» **REQUIRED WORK**
Verbatim copy without pictures. Please print every entry as it stands.
──────── INFORMATION SUPPLIED ────────
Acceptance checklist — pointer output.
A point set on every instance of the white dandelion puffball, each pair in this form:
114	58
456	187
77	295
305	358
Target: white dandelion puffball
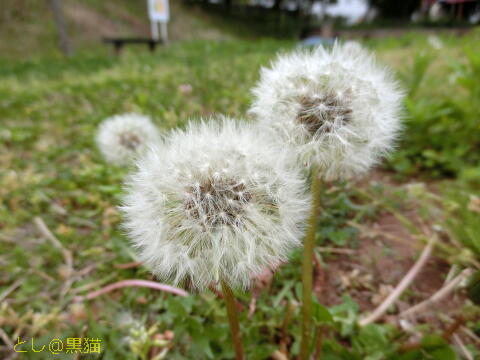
215	202
121	138
337	108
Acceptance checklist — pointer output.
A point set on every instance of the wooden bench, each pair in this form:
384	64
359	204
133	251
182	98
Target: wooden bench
119	43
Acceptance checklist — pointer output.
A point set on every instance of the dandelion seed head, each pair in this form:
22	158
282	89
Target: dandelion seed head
195	230
121	138
336	108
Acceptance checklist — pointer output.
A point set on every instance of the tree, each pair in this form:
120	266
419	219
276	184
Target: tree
65	45
396	9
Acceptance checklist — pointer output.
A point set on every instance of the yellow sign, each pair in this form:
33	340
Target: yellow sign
158	10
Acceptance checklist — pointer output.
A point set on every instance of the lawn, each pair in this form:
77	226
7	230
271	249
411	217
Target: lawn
58	198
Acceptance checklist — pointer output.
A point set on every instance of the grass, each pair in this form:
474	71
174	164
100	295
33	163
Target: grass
49	110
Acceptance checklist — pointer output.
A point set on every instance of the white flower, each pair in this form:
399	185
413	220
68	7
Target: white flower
121	138
337	108
215	202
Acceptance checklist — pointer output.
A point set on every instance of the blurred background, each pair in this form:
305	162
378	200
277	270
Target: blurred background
66	65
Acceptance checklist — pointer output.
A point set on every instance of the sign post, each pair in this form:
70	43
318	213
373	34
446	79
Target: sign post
159	14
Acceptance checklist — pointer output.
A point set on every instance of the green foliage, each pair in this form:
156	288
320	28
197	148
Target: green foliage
442	133
49	110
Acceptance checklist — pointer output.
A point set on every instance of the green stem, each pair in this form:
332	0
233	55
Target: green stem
233	320
307	268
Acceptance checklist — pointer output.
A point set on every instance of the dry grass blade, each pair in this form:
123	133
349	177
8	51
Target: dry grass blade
439	295
402	285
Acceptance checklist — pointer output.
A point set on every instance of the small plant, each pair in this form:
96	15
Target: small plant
216	204
121	138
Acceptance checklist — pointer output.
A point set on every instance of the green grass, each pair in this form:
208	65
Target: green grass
50	168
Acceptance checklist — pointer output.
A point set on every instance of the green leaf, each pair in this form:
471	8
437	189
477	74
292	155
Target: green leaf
321	314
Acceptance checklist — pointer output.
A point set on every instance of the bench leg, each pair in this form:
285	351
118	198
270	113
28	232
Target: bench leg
118	47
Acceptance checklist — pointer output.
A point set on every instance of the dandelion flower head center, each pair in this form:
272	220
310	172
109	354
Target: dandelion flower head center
130	140
217	201
324	114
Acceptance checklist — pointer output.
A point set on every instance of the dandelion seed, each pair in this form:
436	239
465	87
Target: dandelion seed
215	225
337	109
122	137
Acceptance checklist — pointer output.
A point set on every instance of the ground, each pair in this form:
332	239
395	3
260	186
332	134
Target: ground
60	235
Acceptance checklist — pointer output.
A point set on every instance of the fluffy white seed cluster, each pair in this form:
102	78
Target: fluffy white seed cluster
215	202
121	138
337	108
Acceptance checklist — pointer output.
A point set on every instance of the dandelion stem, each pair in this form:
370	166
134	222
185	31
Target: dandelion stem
233	320
307	268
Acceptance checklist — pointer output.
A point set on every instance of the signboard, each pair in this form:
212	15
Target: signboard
158	10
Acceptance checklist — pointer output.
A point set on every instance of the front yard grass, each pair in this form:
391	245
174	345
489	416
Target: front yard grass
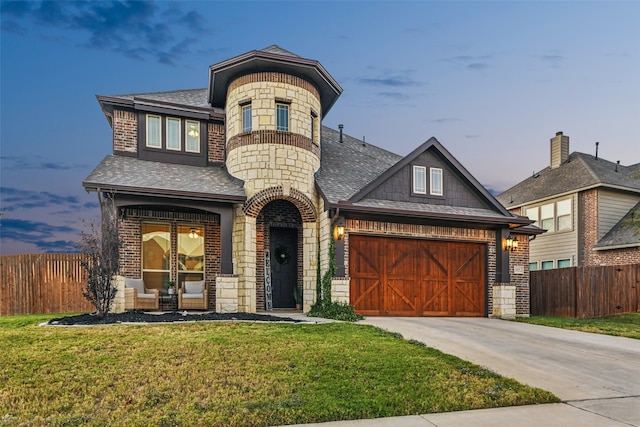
────────
» **RESPONSE TO THIS TASK**
Acceptance checklist — pointer output.
A point set on every instance of the white dandelion puffball, each pair in this form:
114	58
456	187
77	295
305	358
Target: white dandelion puffball
215	202
121	138
337	108
Acceptance checklist — pointer output.
A point set on every instance of the wooden bench, each pair in this form:
384	64
359	204
133	251
182	98
Target: wooden bench
119	43
Acceptance checklist — pointer output.
A point set on every instance of the dandelion seed head, each pair in this form:
22	158
282	89
Target: dandelion seed head
195	230
121	138
336	108
Acceptance checklist — pointer output.
A point set on every instance of the tree, each pair in this form:
120	266
419	219
276	184
Target: tree
65	45
396	9
Acceptance checklist — pointer output.
A point set on every instance of the yellow sign, each pair in this form:
33	340
Target: yellow sign
158	10
Acceptance checklist — pointer output.
A point set on every instance of the lawn, each pair in this form:
77	226
7	230
271	249
411	217
Target: lawn
58	198
Acceptance checklist — pointer output.
A point set on every instance of the grass, each pair in this form:
474	71
174	164
100	295
33	163
Target: grass
49	110
Acceptance checklist — pointer output.
A point set on every instance of the white flower, each pair in this form:
399	185
413	220
68	7
Target: white flower
121	138
337	108
215	202
Acceptance checklist — pointer output.
A point set on every instance of the blurred background, each pair in this form:
305	162
378	200
277	270
Target: blurred background
66	65
Acceptance checklist — pointer output.
A point set on every instance of the sign post, each pair in this form:
70	43
318	213
373	34
446	79
Target: sign post
159	14
Acceptance checklist — pointer output.
A point set on every instance of the green foliage, each pair in this form:
156	288
320	28
197	148
Target: green foliage
442	133
49	110
Acceptance checklist — pointer output.
A point set on every instance of the green stem, each pair in this form:
332	0
233	55
Target: green stem
233	320
307	268
Acceptance checklist — pointer output.
A point set on every instance of the dry grass blade, each pair in this form:
123	133
349	177
8	51
Target: dry grass blade
439	295
402	285
Acceptance checklist — pointer output.
A point set on every instance of the small plant, each pair in this form:
96	15
Target: small plant
216	204
121	138
Acceptance checklist — pointer output.
A point set on every instance of the green grass, each pair in this form:
208	65
Target: green grass
50	168
Acceptance checklist — pointer output.
A point set on every instance of the green leaf, each pair in this form:
471	8
437	189
477	74
292	155
Target: green leaf
321	314
Acceptance checklist — pointer output.
A point set on every instance of the bench leg, each pair in this form:
285	351
118	198
270	113
28	232
Target: bench leg
118	47
Acceptance checklist — pointer output.
A point set on every instance of the dandelion flower head center, each pair in this form:
272	220
310	172
109	354
Target: dandelion flower head center
130	140
217	201
324	114
Acceptance checklist — pointer output.
A point set on every instance of the dandelion seed, each pair in this form:
436	239
465	87
Target: dandelion seed
215	225
337	109
122	137
Acceptance checklist — pointer output.
A point set on every instance of the ground, each pair in this form:
332	239
395	3
260	186
332	134
Target: ground
60	235
Acceptance checklist — pointer output.
A point set on every instance of the fluffy white seed cluster, each pair in this form:
102	78
Target: fluffy white seed cluster
215	202
121	138
337	108
Acceptance checklist — pointer output.
A point set on every instance of the dandelion stem, each pair in this form:
370	166
134	222
185	31
Target: dandelion stem
233	320
307	268
Acceptance checklist — pointer output.
A point set on every instance of the signboard, each pair in this form:
212	15
Target: signboard
158	10
Acceptance checklist — pointer output.
A point set on every instance of the front yard grass, each pair in this form:
391	245
174	345
489	416
Target: front yard grass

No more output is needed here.